(Stored dataset items)
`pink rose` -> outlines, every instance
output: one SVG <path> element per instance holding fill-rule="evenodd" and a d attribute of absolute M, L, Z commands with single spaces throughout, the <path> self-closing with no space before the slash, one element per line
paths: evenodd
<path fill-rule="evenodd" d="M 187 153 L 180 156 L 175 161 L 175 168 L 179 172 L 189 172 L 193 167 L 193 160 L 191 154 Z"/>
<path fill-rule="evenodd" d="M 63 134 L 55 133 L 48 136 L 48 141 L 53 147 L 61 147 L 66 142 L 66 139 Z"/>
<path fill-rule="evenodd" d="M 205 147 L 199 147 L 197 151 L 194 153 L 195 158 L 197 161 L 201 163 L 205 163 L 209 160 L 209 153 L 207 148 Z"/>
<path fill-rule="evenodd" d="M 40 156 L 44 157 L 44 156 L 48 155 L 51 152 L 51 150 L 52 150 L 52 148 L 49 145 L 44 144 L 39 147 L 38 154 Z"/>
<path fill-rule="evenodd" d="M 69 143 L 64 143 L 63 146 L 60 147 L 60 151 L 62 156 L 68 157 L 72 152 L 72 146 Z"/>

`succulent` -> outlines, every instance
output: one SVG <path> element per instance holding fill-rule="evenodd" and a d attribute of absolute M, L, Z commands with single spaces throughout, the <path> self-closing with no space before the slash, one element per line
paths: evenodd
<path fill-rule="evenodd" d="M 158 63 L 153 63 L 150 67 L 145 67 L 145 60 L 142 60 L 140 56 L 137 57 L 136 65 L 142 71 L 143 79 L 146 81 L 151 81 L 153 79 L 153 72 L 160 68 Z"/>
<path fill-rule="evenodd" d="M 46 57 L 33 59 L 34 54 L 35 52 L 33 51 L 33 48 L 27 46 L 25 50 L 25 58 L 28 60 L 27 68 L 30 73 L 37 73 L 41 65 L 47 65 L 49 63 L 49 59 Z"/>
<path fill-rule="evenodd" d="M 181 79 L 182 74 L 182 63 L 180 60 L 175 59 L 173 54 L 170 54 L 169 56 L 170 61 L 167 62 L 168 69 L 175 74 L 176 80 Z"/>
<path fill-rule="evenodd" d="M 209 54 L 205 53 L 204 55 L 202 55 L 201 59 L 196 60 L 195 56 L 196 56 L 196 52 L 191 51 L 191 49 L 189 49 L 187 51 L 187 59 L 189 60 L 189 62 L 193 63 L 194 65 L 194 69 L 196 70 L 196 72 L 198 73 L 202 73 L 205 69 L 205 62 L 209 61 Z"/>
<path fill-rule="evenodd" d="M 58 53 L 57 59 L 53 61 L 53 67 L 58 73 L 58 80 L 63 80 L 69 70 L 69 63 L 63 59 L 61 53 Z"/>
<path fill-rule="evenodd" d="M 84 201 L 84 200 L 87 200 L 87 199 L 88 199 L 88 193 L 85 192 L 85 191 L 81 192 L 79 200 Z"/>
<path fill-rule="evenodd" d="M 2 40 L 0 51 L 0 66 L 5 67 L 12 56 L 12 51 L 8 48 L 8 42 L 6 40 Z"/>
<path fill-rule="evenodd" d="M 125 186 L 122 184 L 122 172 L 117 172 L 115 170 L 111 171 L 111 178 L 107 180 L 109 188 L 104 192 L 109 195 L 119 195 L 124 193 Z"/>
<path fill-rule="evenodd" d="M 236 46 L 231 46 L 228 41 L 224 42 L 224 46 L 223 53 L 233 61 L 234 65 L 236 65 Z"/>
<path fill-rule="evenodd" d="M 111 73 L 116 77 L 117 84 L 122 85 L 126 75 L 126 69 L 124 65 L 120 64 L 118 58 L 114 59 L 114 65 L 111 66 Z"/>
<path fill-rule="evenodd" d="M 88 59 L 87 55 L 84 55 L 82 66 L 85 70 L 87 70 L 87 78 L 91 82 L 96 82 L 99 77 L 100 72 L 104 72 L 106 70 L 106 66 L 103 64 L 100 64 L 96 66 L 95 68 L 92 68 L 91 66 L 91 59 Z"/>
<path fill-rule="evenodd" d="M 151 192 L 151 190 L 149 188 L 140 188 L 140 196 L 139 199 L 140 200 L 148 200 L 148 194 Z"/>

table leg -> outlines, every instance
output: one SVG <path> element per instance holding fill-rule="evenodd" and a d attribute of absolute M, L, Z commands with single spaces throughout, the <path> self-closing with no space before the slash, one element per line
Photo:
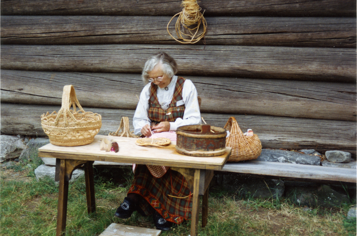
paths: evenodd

- **Set task**: Format every line of the items above as a JSON list of strings, one string per line, leaving out blank lines. Omit the picture from your answer.

- **Finished exercise**:
[
  "`pink rose` -> outlines, every instance",
  "output: one SVG <path> element per instance holding fill-rule=\"evenodd\" and a d attribute of absolute M, L, Z commands with single spaces throughout, the <path> self-closing with no space before the slash, one element per line",
  "paths: evenodd",
  "<path fill-rule=\"evenodd\" d=\"M 187 153 L 180 156 L 175 161 L 175 168 L 179 172 L 189 172 L 193 167 L 193 160 L 191 154 Z\"/>",
  "<path fill-rule=\"evenodd\" d=\"M 63 134 L 55 133 L 48 136 L 48 141 L 53 147 L 61 147 L 66 142 L 66 139 Z\"/>",
  "<path fill-rule=\"evenodd\" d=\"M 205 147 L 199 147 L 197 151 L 194 153 L 195 158 L 197 161 L 201 163 L 205 163 L 209 160 L 209 153 L 207 148 Z\"/>",
  "<path fill-rule=\"evenodd\" d=\"M 40 156 L 44 157 L 44 156 L 48 155 L 51 152 L 51 150 L 52 150 L 52 148 L 49 145 L 44 144 L 39 147 L 38 154 Z\"/>",
  "<path fill-rule=\"evenodd\" d=\"M 69 143 L 64 143 L 63 146 L 60 147 L 60 151 L 62 156 L 68 157 L 72 152 L 72 146 Z\"/>",
  "`succulent` -> outlines, every instance",
  "output: one SVG <path> element per instance holding fill-rule=\"evenodd\" and a d attribute of absolute M, L, Z commands with single spaces throughout, the <path> self-closing with no space before the slash, one element per line",
  "paths: evenodd",
  "<path fill-rule=\"evenodd\" d=\"M 158 63 L 153 63 L 150 67 L 145 67 L 145 60 L 142 60 L 140 56 L 137 57 L 136 65 L 142 71 L 143 79 L 146 81 L 151 81 L 153 79 L 153 72 L 160 68 Z\"/>",
  "<path fill-rule=\"evenodd\" d=\"M 46 57 L 33 59 L 34 54 L 35 52 L 33 51 L 33 48 L 27 46 L 25 50 L 25 58 L 28 60 L 27 68 L 30 73 L 37 73 L 41 65 L 47 65 L 49 63 L 49 59 Z\"/>",
  "<path fill-rule=\"evenodd\" d=\"M 181 79 L 182 74 L 182 63 L 180 60 L 175 59 L 173 54 L 170 54 L 169 56 L 170 61 L 167 62 L 168 69 L 175 74 L 176 80 Z\"/>",
  "<path fill-rule=\"evenodd\" d=\"M 209 54 L 205 53 L 204 55 L 202 55 L 201 59 L 196 60 L 195 56 L 196 56 L 196 52 L 191 51 L 191 49 L 189 49 L 187 51 L 187 59 L 189 60 L 189 62 L 193 63 L 194 65 L 194 69 L 196 70 L 196 72 L 198 73 L 202 73 L 205 69 L 205 62 L 209 61 Z\"/>",
  "<path fill-rule=\"evenodd\" d=\"M 58 53 L 57 59 L 53 61 L 53 67 L 58 73 L 58 80 L 63 80 L 69 70 L 69 63 L 63 59 L 61 53 Z\"/>",
  "<path fill-rule=\"evenodd\" d=\"M 84 201 L 84 200 L 87 200 L 87 199 L 88 199 L 88 193 L 85 192 L 85 191 L 81 192 L 79 200 Z\"/>",
  "<path fill-rule=\"evenodd\" d=\"M 2 40 L 0 51 L 0 66 L 5 67 L 12 56 L 12 51 L 8 48 L 8 42 L 6 40 Z\"/>",
  "<path fill-rule=\"evenodd\" d=\"M 125 186 L 122 184 L 122 172 L 117 172 L 115 170 L 111 171 L 111 178 L 107 180 L 109 188 L 104 192 L 109 195 L 119 195 L 124 193 Z\"/>",
  "<path fill-rule=\"evenodd\" d=\"M 236 46 L 231 46 L 228 41 L 224 42 L 224 46 L 223 53 L 233 61 L 234 65 L 236 65 Z\"/>",
  "<path fill-rule=\"evenodd\" d=\"M 111 73 L 116 77 L 117 84 L 122 85 L 126 75 L 126 69 L 124 65 L 120 64 L 118 58 L 114 59 L 114 65 L 111 66 Z\"/>",
  "<path fill-rule=\"evenodd\" d=\"M 88 59 L 87 55 L 84 55 L 82 66 L 85 70 L 87 70 L 87 78 L 91 82 L 96 82 L 99 77 L 100 72 L 104 72 L 106 70 L 106 66 L 103 64 L 100 64 L 96 66 L 95 68 L 92 68 L 91 66 L 91 59 Z\"/>",
  "<path fill-rule=\"evenodd\" d=\"M 151 192 L 151 190 L 149 188 L 140 188 L 140 196 L 139 199 L 140 200 L 148 200 L 148 194 Z\"/>",
  "table leg -> outlines, every instance",
  "output: one SVG <path> element per instance holding fill-rule=\"evenodd\" and a d attribute of absolute M, L, Z commands with single spaces throughout, the <path> self-closing with no space before the slash, one element per line",
  "Photo:",
  "paths: evenodd"
]